Update the records from the line containing "Indicate the grass field" through the end of the records, changing "marker" to "dot" and leaving everything else as it stands. Give back only those lines.

··· GIVEN RECORDS ···

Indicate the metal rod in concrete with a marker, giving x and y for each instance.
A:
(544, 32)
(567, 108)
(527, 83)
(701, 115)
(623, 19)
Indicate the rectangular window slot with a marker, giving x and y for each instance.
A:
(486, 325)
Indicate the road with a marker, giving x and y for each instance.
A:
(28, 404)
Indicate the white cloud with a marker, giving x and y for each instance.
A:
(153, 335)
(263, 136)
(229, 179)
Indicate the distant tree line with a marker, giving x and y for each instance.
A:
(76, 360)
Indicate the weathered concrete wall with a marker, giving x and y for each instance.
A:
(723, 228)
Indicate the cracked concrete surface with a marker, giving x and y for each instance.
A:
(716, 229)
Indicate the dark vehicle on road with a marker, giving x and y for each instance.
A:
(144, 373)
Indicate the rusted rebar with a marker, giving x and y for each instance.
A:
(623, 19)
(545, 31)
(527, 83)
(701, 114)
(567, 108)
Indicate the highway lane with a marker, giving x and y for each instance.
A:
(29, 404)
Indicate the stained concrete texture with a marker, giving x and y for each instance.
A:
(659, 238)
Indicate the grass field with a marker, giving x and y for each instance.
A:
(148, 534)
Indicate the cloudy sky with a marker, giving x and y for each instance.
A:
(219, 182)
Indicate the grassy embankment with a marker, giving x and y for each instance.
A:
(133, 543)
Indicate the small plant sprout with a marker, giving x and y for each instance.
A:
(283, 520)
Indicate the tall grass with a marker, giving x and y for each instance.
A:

···

> _WRITTEN ANSWER_
Indicate the grass field with a dot, giving x and y for each instance.
A:
(148, 534)
Indicate the cloudy sky with a dot, giving x and y for each instance.
A:
(219, 182)
Indicate the grassy embankment with a dot, giving x and y for each instance.
A:
(133, 543)
Indicate the small plant sprout with a dot, giving x and y for each instance.
A:
(283, 520)
Indicate the tall grass with a dot, giving x and y for each instance.
A:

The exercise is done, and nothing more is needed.